Despite a massive international airlift of food and medicine to drought-stricken Ethiopia, death and misery still stalk the country's rural regions.
GV and SV People with cattle along read to village
SV People huddled in village area ZOOM IN TO Woman breast-feeding emaciated baby.
SV People lying in shade of building (People unable too rise from malnutrition.)
CU Woman washing dead baby.
CU Flour being distributed.
SCU and GV Woman and children awaiting food distribution
GV Woman stirring large cauldron.
SV People around water tap.
SCU Boy drinking water from plastic bag.
GV Camp Kambolcha (2 shots)
SV Ruth Thomas examining child and explaining situation. "It's not too dehydrated, but it's quite thin and has thin legs".
GV and Man and Woman with child on back, helping each other along road (3 shots)
"REPORTER: Is that one of the bad ones, do you reckon?"

PROVIDED INFORMATION
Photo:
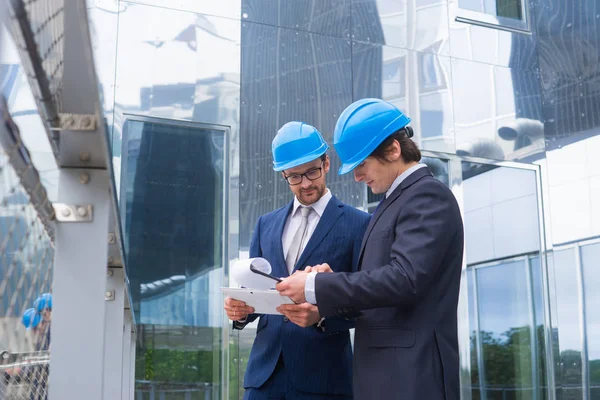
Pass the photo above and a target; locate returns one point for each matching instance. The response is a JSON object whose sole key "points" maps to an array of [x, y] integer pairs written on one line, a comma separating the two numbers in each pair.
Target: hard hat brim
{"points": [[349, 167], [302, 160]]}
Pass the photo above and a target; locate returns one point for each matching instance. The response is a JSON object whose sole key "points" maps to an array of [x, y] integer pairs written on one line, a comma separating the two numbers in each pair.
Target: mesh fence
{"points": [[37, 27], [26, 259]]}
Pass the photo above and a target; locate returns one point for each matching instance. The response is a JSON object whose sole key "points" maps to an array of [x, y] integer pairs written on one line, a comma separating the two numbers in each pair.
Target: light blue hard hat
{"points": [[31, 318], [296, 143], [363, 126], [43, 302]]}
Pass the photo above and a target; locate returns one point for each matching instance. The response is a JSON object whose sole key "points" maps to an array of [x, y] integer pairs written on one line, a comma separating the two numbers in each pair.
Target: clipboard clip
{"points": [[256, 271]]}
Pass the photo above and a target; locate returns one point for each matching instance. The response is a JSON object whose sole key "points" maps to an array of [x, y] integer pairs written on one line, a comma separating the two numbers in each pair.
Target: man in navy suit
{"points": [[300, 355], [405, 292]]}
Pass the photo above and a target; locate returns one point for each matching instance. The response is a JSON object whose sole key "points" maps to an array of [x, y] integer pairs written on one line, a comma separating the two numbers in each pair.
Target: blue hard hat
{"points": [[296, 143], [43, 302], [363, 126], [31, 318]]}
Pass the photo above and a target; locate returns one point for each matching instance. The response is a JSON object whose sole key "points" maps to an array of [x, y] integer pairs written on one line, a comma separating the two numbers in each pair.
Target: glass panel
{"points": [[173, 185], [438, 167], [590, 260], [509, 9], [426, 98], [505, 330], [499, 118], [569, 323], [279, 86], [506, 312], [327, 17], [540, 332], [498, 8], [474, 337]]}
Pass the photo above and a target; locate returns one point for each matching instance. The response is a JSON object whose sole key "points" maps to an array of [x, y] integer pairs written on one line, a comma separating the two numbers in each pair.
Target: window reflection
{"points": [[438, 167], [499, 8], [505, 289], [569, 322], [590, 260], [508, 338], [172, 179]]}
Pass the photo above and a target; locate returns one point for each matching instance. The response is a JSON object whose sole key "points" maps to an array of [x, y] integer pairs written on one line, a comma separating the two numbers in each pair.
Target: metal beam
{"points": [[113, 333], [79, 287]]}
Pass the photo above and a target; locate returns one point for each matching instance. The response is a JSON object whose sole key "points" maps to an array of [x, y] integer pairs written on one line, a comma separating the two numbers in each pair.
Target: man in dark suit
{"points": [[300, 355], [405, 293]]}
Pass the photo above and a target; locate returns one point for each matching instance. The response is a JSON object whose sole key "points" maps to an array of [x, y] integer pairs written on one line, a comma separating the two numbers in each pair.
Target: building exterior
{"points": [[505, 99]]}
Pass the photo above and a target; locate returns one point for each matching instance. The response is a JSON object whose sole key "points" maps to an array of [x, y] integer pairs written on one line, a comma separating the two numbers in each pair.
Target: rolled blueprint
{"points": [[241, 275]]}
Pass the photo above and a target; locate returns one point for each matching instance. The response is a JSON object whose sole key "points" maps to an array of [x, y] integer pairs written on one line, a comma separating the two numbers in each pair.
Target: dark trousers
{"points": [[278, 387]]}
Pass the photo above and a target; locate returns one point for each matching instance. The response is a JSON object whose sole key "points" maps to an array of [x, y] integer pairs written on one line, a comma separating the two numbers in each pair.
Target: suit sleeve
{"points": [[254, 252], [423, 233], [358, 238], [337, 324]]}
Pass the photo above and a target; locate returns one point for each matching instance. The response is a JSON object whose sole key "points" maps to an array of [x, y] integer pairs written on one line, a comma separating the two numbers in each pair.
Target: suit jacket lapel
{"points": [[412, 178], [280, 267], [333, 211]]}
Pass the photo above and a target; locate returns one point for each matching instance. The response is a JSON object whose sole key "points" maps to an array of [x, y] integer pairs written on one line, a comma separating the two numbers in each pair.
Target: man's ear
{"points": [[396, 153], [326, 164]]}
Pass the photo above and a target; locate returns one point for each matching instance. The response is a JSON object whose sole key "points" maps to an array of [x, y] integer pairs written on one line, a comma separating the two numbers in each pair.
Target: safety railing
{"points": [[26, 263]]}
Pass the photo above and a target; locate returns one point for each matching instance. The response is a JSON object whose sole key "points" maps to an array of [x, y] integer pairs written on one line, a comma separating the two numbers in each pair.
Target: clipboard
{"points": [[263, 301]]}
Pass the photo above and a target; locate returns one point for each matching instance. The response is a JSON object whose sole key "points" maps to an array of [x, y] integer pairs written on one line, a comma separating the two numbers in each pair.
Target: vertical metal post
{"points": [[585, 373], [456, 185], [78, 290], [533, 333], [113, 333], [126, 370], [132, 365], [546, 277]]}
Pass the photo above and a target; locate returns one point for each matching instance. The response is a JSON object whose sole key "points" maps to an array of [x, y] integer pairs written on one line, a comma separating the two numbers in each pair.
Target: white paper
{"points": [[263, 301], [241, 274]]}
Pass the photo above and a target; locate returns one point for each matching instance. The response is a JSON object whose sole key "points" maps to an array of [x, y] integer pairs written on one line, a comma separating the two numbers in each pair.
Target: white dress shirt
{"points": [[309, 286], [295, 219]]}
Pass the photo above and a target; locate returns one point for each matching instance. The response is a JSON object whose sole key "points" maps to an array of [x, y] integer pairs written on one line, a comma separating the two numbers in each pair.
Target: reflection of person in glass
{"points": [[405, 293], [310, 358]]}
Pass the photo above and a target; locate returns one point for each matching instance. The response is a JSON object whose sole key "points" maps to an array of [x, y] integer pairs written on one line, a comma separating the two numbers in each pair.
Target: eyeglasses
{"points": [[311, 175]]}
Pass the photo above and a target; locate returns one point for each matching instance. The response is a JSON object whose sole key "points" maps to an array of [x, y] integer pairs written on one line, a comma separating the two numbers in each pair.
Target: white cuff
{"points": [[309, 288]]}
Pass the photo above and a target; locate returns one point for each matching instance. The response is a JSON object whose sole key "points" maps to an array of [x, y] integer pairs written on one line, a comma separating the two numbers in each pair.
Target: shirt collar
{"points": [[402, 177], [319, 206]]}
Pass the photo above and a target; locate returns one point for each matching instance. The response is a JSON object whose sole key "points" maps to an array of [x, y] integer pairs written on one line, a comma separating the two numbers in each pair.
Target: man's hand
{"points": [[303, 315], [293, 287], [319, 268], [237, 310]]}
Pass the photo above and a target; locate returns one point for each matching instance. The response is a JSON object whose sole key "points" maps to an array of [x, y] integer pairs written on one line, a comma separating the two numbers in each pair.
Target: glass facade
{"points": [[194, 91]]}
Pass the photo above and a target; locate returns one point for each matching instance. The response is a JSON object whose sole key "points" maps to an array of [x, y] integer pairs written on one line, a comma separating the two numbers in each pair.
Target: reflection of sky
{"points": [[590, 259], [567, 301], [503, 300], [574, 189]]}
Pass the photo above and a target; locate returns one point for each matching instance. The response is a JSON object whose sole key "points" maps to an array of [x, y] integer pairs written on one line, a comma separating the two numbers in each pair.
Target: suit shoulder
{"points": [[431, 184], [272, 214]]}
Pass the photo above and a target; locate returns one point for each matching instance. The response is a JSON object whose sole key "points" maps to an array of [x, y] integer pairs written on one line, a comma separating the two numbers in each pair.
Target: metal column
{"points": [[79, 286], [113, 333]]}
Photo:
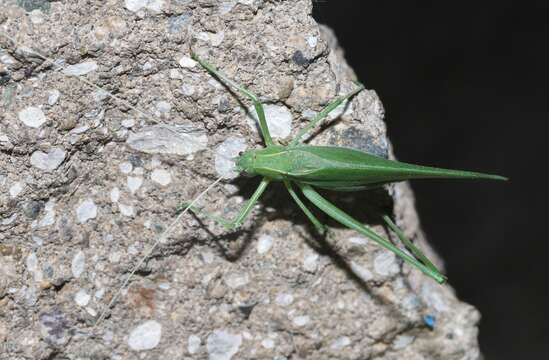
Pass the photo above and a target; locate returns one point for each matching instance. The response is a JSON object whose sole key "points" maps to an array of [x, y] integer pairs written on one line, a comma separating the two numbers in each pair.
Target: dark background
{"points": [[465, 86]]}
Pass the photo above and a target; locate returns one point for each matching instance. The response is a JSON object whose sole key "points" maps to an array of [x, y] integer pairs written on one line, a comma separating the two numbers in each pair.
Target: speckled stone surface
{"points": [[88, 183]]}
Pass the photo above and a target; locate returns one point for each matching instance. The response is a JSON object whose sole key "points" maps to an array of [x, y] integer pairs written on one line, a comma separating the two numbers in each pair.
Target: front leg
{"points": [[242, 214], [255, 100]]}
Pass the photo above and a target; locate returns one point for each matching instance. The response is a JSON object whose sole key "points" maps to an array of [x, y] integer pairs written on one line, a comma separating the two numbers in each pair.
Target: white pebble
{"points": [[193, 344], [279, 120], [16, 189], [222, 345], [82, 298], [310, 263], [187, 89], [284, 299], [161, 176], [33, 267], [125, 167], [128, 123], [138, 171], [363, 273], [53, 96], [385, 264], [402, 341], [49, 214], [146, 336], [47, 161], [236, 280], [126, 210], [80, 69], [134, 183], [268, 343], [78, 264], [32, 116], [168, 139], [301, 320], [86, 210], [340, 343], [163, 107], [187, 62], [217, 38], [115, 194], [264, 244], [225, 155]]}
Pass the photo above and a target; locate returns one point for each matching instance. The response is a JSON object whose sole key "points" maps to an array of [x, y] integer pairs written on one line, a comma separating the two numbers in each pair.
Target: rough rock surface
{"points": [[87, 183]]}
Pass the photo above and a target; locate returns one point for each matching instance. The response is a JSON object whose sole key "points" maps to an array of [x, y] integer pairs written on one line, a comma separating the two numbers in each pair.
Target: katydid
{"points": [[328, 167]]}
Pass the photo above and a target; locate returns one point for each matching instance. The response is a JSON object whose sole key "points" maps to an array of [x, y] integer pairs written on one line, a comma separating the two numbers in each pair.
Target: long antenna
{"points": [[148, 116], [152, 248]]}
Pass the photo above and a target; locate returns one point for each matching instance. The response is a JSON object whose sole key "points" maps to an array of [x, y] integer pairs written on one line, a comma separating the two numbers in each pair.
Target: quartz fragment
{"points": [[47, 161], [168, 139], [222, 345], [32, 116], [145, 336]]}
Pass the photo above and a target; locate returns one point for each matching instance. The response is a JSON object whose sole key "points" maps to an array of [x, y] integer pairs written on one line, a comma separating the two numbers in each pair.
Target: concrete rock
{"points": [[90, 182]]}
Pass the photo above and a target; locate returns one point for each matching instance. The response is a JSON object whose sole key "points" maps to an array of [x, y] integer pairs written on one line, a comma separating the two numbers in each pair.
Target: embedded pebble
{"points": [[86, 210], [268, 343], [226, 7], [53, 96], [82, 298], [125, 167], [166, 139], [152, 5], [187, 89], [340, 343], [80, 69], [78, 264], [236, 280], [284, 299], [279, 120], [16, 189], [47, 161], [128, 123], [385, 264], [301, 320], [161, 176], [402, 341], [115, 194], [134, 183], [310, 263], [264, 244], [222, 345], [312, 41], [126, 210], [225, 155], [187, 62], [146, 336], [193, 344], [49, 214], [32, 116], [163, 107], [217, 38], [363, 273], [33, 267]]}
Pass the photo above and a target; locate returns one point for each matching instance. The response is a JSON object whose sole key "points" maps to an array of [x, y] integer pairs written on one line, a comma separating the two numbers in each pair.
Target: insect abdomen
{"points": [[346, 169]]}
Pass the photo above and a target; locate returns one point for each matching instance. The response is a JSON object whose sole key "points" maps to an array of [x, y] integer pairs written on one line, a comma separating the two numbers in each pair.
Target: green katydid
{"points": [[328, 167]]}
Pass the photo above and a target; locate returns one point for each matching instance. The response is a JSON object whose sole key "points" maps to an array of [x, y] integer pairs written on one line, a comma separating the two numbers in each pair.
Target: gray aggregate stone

TASK INSTRUCTIONS
1. In the Ethiopia drought shot list, reproduce the lines starting with "GV and SV People" and going on through "stirring large cauldron.", renaming "village" to "settlement".
2. In the Ethiopia drought shot list, what is the boy at the water tap drinking water from?
3. Resume the Ethiopia drought shot list after its final line.

RESPONSES TO THE TASKS
1.
GV and SV People with cattle along read to settlement
SV People huddled in settlement area ZOOM IN TO Woman breast-feeding emaciated baby.
SV People lying in shade of building (People unable too rise from malnutrition.)
CU Woman washing dead baby.
CU Flour being distributed.
SCU and GV Woman and children awaiting food distribution
GV Woman stirring large cauldron.

2. A plastic bag.

3.
"Well its hair is very sparse, its very fair. It's probably quite anemic. If you look here, it's very pale. That's another sign of protein malnutrition"
Initials AE/23.38 APSM/2.23
Script is copyright Reuters Limited. All rights reserved
Background: Despite a massive international airlift of food and medicine to drought-stricken Ethiopia, death and misery still stalk the country's rural regions. An estimated 100,000 peasants are thought to have died so far. Many thousands more are doomed to die before the end of the year.
For most areas of the north African Kingdom, the drought began three years ago with the failure of the annual rains. For the following two years the people dug into their grain reserves, then began slaughtering their cattle. This year, as the drought continued to suck the land dry, they began selling their land and homes for food. Finally they began and long and pathetic march to the relief centres.
But although the disaster was growing to massive proportions there was apparently no plea for international aid from the Ethiopian government. The Ethiopian government has now denied it deliberately kept the famine a secret for political reasons and has claimed its pleas to the world were ignored.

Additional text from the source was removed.